Stored items from a collection:
════

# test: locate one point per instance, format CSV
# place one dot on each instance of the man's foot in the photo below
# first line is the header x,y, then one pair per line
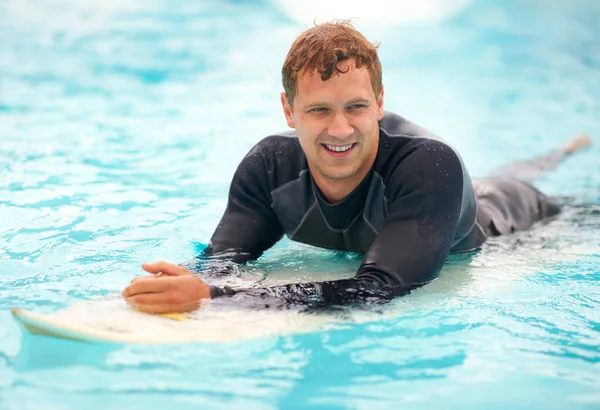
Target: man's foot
x,y
579,142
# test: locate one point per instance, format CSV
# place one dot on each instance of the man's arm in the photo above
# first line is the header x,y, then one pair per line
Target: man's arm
x,y
249,226
426,194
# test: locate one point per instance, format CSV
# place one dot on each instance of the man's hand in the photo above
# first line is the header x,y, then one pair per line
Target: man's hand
x,y
171,289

════

* [Task directions]: Your copy should hold all the data word for word. It should hold no pictures.

* [Task response]:
# test: locate one point per instance, format CSV
# place one dot on each instance of the man's foot in the photo below
# first line is the header x,y, then one pair per line
Target: man's foot
x,y
579,142
# test: locate one point per instance, format CSV
# place one dot on each instance of the man's arm in the photo above
# first line is the header x,y, then one pair per line
Target: man's arm
x,y
249,226
426,194
# test: locate one point per instance, format CSV
# place one dot on each instance of the man's hand in the photo above
# first line is the header x,y, then one pair per line
Target: man's hand
x,y
171,289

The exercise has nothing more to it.